**EXERCISE DESCRIPTION:** Below is a set of entries; copy all of them exactly.

**EXERCISE INPUT:**
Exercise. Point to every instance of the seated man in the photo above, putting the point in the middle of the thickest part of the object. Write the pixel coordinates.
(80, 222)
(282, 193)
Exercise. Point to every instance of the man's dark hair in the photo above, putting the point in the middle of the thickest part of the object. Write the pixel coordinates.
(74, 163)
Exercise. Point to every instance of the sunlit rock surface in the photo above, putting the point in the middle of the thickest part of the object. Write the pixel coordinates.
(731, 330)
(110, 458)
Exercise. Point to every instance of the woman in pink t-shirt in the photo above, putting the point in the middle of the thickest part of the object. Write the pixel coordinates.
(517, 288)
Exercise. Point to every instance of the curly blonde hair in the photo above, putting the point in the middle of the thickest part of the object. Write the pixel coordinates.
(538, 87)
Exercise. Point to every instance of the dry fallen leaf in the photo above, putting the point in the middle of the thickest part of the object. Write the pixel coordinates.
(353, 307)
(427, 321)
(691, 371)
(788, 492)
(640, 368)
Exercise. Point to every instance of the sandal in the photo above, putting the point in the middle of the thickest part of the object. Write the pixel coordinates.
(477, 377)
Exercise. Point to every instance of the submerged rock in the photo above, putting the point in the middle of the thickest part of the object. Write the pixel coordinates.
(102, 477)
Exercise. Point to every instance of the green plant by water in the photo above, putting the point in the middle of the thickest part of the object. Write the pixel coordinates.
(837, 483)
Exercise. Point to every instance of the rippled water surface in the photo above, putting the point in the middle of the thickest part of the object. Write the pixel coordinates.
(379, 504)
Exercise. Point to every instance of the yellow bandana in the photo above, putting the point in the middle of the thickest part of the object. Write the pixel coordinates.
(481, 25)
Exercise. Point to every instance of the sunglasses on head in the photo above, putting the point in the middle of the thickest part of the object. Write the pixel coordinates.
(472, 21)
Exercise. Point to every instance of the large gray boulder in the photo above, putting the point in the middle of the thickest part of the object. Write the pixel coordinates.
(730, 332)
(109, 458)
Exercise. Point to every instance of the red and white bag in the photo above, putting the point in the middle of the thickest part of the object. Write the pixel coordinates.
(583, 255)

**COMPLETED EXERCISE:**
Exercise. Point to every instance of the seated man in the photo above, putting the point in the middle of the thickest part of the object. Write the pixel coordinates.
(80, 222)
(282, 193)
Exercise. Point to every instance of the man's dark hair in the photo above, putting the point in the middle of the thickest part of the object. Write the pixel coordinates.
(74, 163)
Exercise. Point to every instance of the sunlit rock surface in the photo above, putting the point in the middle of the thickest part of the object. Write the pixel coordinates.
(731, 330)
(110, 458)
Exercise. Point to every instance of the woman in pink t-shirt in the photo above, putting the point in the middle of the thickest part of the object. Write the pixel coordinates.
(517, 288)
Exercise. Point to every instance of the curly blonde hair in the photo above, putting the point in the middle of the thickest part of the object. Write the pixel coordinates.
(538, 87)
Exercise. Point to every instance of the dry fallen leaf in the photo above, putting the point in the middle of the thickest part of the object. Write the pixel coordinates.
(353, 307)
(427, 321)
(691, 371)
(788, 492)
(640, 368)
Exercise. Point to every instance of the sandal in the photo above, putting the point in the middle of the thickest part of the object. Write the pixel coordinates.
(477, 377)
Exercise. Point to every instance of the submerged rock in the photo above, putting the point in the middle of the thickest part of the object. Write the pixel coordinates.
(102, 477)
Exercise. Point to every instance of the green plant by water in the photo above, putting the point in the middle of the thickest part of the object. Write the pixel coordinates.
(837, 483)
Exercise. Point to every instance of the rippled water surface in the photo above, putting the point in the middle of the thickest part of the object. Write the pixel coordinates.
(379, 504)
Exercise. Point to every instance of the yellow bandana in the photo above, putting the point in the middle of the thickest part of the object. Write the pixel coordinates.
(481, 25)
Exercise. Point to every instance of the sunglasses on head in the photo above, putting the point in the middle of the thickest part of the object. Write the pixel coordinates.
(472, 21)
Exercise. Point to every instance of the large gray boulder in the photo above, putting the point in the middle of the thickest part of the object. Write the pixel coordinates.
(730, 332)
(109, 458)
Exercise. Point to every instance of the red and white bag in the photo above, putting the point in the middle of the thickest part of the object. Write the pixel coordinates.
(583, 255)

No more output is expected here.